** Opening Records to use block **

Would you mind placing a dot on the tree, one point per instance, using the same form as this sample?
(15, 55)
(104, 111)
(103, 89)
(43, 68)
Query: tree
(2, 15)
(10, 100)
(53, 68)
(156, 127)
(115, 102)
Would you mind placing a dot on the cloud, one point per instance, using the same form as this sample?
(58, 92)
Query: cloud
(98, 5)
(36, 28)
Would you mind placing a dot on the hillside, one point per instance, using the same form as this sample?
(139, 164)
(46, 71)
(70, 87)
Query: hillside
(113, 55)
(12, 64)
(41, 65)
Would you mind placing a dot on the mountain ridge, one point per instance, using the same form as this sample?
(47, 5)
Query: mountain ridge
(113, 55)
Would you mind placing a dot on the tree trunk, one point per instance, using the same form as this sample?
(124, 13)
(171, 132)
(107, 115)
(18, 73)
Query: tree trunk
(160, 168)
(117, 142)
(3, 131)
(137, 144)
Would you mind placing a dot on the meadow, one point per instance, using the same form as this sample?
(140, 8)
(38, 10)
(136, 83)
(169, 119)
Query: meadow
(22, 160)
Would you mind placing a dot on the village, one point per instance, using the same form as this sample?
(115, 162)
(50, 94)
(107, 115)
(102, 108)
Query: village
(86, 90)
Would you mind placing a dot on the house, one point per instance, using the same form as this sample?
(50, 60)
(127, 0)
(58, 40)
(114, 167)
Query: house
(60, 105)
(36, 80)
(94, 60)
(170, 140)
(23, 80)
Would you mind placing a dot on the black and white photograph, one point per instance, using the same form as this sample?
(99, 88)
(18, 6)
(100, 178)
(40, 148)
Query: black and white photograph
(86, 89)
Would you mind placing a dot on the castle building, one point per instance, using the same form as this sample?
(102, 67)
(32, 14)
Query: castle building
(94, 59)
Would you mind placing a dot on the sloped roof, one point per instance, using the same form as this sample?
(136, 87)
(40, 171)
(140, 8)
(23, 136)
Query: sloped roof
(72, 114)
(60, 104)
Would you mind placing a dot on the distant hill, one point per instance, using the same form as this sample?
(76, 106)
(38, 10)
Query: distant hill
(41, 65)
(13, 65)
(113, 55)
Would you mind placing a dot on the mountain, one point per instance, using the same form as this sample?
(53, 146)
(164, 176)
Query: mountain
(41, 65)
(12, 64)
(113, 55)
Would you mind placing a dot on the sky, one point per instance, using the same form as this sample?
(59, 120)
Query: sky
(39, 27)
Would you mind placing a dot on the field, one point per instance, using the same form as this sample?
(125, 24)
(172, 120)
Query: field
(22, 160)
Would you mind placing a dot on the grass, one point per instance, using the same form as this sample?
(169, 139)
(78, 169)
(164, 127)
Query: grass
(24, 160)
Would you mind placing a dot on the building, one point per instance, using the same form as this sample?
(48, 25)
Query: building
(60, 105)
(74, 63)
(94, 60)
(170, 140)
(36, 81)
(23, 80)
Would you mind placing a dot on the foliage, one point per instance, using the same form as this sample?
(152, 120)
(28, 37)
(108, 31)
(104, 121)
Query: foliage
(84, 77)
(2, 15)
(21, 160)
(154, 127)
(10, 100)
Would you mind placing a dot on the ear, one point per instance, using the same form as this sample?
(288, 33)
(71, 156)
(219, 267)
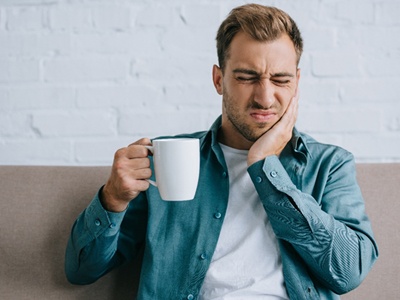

** Closing Records to use block **

## Problem details
Write the records out once more, exactly as they appear, with no pictures.

## Written solution
Would you mind placing a dot on the tree, one point per instance, using the same form as this sample?
(15, 55)
(104, 111)
(103, 89)
(43, 68)
Query: tree
(2, 15)
(10, 100)
(53, 68)
(156, 127)
(115, 102)
Would you mind placing a dot on the cloud, one point per instance, using the same form as this sample?
(58, 92)
Query: cloud
(98, 5)
(36, 28)
Would you mind placing a dot on the hillside, one point per instance, using the same form as this sample?
(139, 164)
(46, 71)
(70, 87)
Query: hillside
(113, 55)
(12, 64)
(41, 65)
Would you mind placing a dot on the mountain ridge, one point per instance, using the same form as this sample?
(47, 5)
Query: mountain ridge
(113, 55)
Would you mind placing a dot on the tree trunk, one point per instance, using the same form as this sample?
(124, 13)
(171, 132)
(107, 115)
(18, 73)
Query: tree trunk
(160, 168)
(117, 142)
(3, 131)
(137, 144)
Would you mind placing a dot on the meadow, one point per instance, using the same form as this sample?
(140, 8)
(38, 10)
(136, 83)
(169, 119)
Query: meadow
(22, 160)
Would you mind placing a dot on the village, one point per instance, using the same form as this sample?
(115, 162)
(50, 94)
(107, 115)
(102, 108)
Query: village
(86, 90)
Would you mind placing a dot on the house, one point per instance, using the same form as this sample?
(50, 60)
(127, 0)
(58, 40)
(114, 167)
Query: house
(60, 105)
(36, 80)
(94, 60)
(170, 140)
(23, 80)
Would you mind placing a dot on the black and white photograph, one point per instance, using the same form as this sample?
(99, 88)
(18, 6)
(100, 178)
(40, 148)
Query: black and white photograph
(86, 89)
Would you mind placing a dot on the castle building, one point per instance, using the same form as this sample?
(102, 67)
(32, 14)
Query: castle building
(94, 59)
Would you mind placing a dot on the sloped roof, one point per instance, using the same form as this sample?
(136, 87)
(40, 171)
(140, 8)
(23, 136)
Query: sloped roof
(72, 114)
(60, 104)
Would you mind placing a dot on the distant hill, one point per instance, using the same form as this sample?
(76, 106)
(38, 10)
Query: distant hill
(41, 65)
(13, 65)
(113, 55)
Would you mind placing a dot on the mountain, one point per instance, using the same form as this sample?
(53, 146)
(164, 176)
Query: mountain
(41, 65)
(12, 64)
(113, 55)
Would you mind placing a dot on the sky, one point per instance, using the same form as this sample?
(59, 120)
Query: sky
(39, 27)
Would you mind placing a dot on the field, one point per instance, using the same form as this sample?
(125, 24)
(172, 120)
Query: field
(22, 160)
Would you mind placing a dot on the grass, one point per instance, using the same form as this sample?
(169, 139)
(78, 169)
(164, 127)
Query: grass
(24, 160)
Would you mind placing a dot on the building, one point per instance, using the same form as this sample?
(48, 25)
Query: building
(60, 105)
(74, 63)
(94, 60)
(170, 140)
(36, 81)
(23, 80)
Would you mind placing a dot on the foliage, one point per instance, using the same form as this sample?
(152, 120)
(28, 37)
(108, 31)
(104, 121)
Query: foliage
(84, 77)
(2, 15)
(21, 160)
(154, 127)
(10, 100)
Would you mind placing a dot on the ear, one point per instance, using the same form as this sample?
(288, 33)
(71, 156)
(219, 267)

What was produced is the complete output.